▶ WORK INSTRUCTIONS
Find every line in the items below that contains the word "crowd", matching case exactly, and copy each of those lines in full.

▶ PROVIDED RECORDS
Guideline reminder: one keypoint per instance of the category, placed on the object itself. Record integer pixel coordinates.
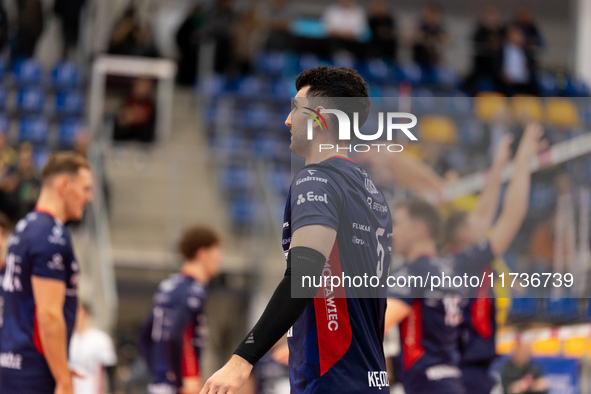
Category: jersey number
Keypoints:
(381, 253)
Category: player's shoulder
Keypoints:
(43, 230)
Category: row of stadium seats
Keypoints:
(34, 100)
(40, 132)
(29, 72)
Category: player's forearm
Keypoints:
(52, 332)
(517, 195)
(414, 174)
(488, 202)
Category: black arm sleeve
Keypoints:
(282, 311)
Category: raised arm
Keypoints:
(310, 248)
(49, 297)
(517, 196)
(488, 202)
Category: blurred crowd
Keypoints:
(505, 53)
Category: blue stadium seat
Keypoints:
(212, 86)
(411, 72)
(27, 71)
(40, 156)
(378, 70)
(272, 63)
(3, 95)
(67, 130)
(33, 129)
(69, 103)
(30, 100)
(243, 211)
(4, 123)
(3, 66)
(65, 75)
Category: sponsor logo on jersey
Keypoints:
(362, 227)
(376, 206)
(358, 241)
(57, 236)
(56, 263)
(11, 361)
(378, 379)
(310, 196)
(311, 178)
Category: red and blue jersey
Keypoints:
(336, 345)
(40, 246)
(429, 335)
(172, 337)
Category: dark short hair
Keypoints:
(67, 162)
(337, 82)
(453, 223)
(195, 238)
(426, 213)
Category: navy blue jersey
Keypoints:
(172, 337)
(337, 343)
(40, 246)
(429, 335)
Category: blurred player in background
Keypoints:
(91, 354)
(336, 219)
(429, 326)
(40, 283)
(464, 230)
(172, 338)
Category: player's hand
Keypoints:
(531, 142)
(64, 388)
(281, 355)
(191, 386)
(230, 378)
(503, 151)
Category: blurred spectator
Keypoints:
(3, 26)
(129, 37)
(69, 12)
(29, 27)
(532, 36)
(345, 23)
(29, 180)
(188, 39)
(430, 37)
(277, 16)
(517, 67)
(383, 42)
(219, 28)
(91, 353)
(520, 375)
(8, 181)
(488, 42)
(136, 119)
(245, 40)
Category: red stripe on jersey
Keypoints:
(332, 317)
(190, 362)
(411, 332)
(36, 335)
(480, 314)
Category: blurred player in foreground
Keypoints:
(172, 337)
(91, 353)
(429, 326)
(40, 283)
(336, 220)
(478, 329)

---

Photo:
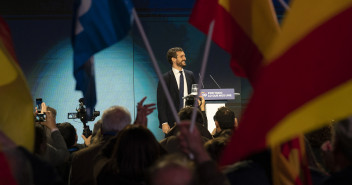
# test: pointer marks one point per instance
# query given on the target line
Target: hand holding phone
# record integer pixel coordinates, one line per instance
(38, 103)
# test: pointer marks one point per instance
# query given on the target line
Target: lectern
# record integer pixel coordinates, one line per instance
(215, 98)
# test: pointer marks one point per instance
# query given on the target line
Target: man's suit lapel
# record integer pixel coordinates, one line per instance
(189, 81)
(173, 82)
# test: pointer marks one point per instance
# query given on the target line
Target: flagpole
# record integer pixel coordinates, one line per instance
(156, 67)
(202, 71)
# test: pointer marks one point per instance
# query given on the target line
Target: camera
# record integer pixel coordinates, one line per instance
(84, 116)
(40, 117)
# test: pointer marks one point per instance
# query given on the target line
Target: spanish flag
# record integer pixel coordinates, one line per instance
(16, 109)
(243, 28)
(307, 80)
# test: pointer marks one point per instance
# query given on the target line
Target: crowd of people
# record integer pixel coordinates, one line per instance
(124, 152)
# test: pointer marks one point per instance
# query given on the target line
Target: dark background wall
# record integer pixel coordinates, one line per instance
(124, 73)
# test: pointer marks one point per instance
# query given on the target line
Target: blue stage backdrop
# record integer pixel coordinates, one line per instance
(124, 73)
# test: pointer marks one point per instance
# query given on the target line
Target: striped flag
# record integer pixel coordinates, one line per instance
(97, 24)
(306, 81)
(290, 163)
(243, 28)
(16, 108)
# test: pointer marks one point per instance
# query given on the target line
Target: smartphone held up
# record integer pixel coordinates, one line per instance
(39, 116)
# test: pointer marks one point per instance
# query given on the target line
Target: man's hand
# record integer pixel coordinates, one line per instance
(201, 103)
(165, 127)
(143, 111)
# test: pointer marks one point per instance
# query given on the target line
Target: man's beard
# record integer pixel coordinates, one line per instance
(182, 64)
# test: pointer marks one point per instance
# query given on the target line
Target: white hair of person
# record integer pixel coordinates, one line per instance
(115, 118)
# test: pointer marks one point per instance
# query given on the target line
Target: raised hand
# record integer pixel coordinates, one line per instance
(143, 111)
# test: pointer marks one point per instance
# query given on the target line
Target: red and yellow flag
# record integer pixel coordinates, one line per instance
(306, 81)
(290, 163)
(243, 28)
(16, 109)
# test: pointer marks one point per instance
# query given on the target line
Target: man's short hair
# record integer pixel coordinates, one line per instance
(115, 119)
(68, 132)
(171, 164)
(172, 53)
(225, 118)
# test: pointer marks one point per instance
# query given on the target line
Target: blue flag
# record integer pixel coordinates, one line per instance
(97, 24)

▶ COMPLETE RESPONSE
Category: blurred crowd
Target: crowd of people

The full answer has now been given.